EXERCISE: Rewrite all of the rows below with every "outline" changed to "contour", leaving everything else as it is and omitting the pictures.

(Region outline entries)
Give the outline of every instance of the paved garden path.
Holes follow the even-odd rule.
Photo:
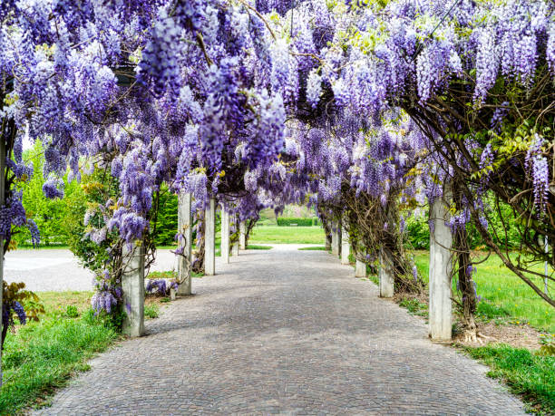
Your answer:
[[[60,392],[47,414],[522,414],[322,251],[242,252]]]
[[[175,268],[175,255],[158,250],[151,270]],[[64,248],[18,249],[8,251],[4,266],[5,279],[24,282],[34,292],[92,290],[94,274],[83,268],[77,257]]]

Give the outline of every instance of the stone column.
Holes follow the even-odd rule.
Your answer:
[[[341,264],[349,264],[349,251],[351,249],[351,244],[349,243],[349,233],[346,228],[346,221],[343,222],[341,227]]]
[[[178,295],[190,295],[192,263],[192,216],[190,215],[191,195],[180,192],[178,197],[178,232],[181,233],[184,241],[179,243],[183,247],[183,256],[178,256]]]
[[[335,224],[332,226],[332,255],[339,256],[339,246],[341,244],[341,240],[339,237],[339,229],[340,225]]]
[[[356,259],[355,277],[366,277],[366,264],[364,261]]]
[[[390,268],[391,262],[387,255],[380,249],[380,297],[393,297],[394,294],[394,278]]]
[[[204,274],[216,274],[216,200],[210,198],[204,213]]]
[[[221,207],[221,243],[219,245],[221,259],[229,263],[229,212]]]
[[[448,193],[444,191],[448,196]],[[452,336],[451,305],[451,229],[445,225],[449,211],[443,201],[436,198],[430,208],[430,337],[450,340]]]
[[[131,249],[125,246],[122,291],[126,316],[122,332],[126,335],[137,337],[144,334],[144,246],[141,244]]]
[[[239,223],[239,249],[247,249],[247,225],[245,221]]]

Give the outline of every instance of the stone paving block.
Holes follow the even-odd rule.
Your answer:
[[[230,262],[35,413],[525,414],[482,365],[432,343],[327,253],[278,247]]]

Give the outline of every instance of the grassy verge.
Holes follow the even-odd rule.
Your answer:
[[[429,254],[414,253],[418,270],[427,283]],[[513,275],[497,256],[477,265],[473,276],[478,295],[478,314],[483,319],[499,319],[514,324],[528,323],[541,331],[555,333],[555,309],[549,305],[522,280]],[[453,282],[453,288],[454,288]]]
[[[47,402],[55,389],[89,369],[87,360],[118,339],[111,327],[93,316],[91,295],[39,294],[46,311],[41,322],[17,326],[15,334],[8,334],[2,356],[0,414]]]
[[[247,246],[248,250],[271,250],[271,246],[257,246],[256,244],[249,244]]]
[[[487,364],[488,376],[503,381],[530,410],[555,414],[555,357],[537,355],[526,349],[497,344],[465,348],[472,358]]]
[[[248,242],[252,244],[325,244],[320,227],[255,227]]]

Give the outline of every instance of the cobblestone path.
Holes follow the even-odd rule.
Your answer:
[[[484,367],[322,251],[242,252],[47,414],[523,414]]]

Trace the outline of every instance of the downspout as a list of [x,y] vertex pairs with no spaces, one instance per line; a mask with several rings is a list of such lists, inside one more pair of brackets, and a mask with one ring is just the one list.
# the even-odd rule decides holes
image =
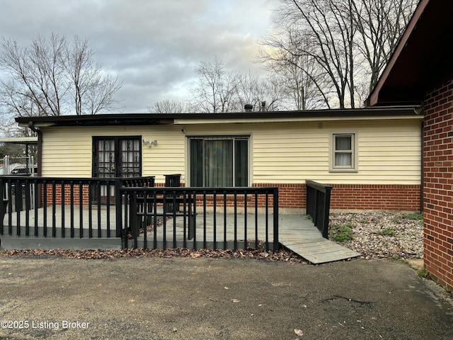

SOLVED EXERCISE:
Give the contour of every instance of the paved garden path.
Holes follow the even-odd rule.
Photo:
Your answer:
[[[60,392],[47,414],[522,414],[322,251],[242,252]]]
[[[175,268],[175,255],[158,250],[151,270]],[[64,248],[18,249],[8,251],[4,266],[5,279],[24,282],[34,292],[92,290],[94,274],[83,268],[77,257]]]

Give the contour of every instance of the stone column.
Holes follow the even-odd rule.
Your answer:
[[[341,264],[349,264],[349,251],[351,249],[351,244],[349,243],[349,233],[346,228],[346,221],[343,222],[341,227]]]
[[[178,295],[190,295],[192,263],[192,216],[190,215],[191,195],[180,192],[178,197],[178,232],[181,233],[184,241],[179,243],[183,247],[183,256],[178,256]]]
[[[335,224],[332,226],[332,255],[339,256],[339,246],[341,244],[341,240],[339,237],[339,229],[340,225]]]
[[[356,259],[355,277],[366,277],[366,264],[364,261]]]
[[[390,268],[391,262],[387,255],[380,249],[380,297],[393,297],[394,294],[394,278]]]
[[[204,274],[216,274],[216,200],[210,198],[204,213]]]
[[[221,207],[221,243],[219,245],[221,259],[229,263],[229,212]]]
[[[448,193],[444,191],[448,196]],[[452,336],[451,305],[451,229],[445,225],[449,211],[443,201],[436,198],[430,208],[430,337],[450,340]]]
[[[131,249],[125,246],[122,291],[126,316],[122,332],[126,335],[137,337],[144,334],[144,246],[141,244]]]
[[[239,223],[239,249],[247,249],[247,225],[245,221]]]

Give the contour of every instance of the stone paving block.
Holes follow the even-odd rule.
Your answer:
[[[230,262],[35,413],[525,414],[482,365],[432,343],[327,253],[278,247]]]

Give the contour of every instance of the grassy verge.
Holes follow the even-odd rule.
Your answer:
[[[429,254],[414,253],[418,270],[427,283]],[[513,275],[497,256],[477,265],[473,276],[478,295],[478,314],[483,319],[499,319],[514,324],[528,323],[541,331],[555,333],[555,309],[549,305],[522,280]],[[453,282],[453,288],[454,288]]]
[[[47,402],[55,389],[89,369],[87,360],[118,339],[111,327],[93,316],[91,295],[39,294],[46,311],[41,322],[17,326],[15,334],[8,334],[2,356],[0,414]]]
[[[247,246],[248,250],[271,250],[271,246],[257,246],[256,244],[249,244]]]
[[[487,364],[488,376],[503,381],[530,410],[555,414],[555,357],[537,355],[526,349],[497,344],[465,348],[472,358]]]
[[[248,242],[252,244],[325,244],[320,227],[255,227]]]

Give the contour of every instance of the cobblestone path.
Holes follow the even-odd rule.
Your answer:
[[[484,367],[322,251],[242,252],[47,414],[523,414]]]

Trace the contour of every instance of the downspout as a list of [x,y] vertex pairs with no spaces, one instance per line; a mask with several rings is a list of such lists, inside one more pair of brackets, and a mask with one ring is just the one list.
# the even-odd rule decides holes
image =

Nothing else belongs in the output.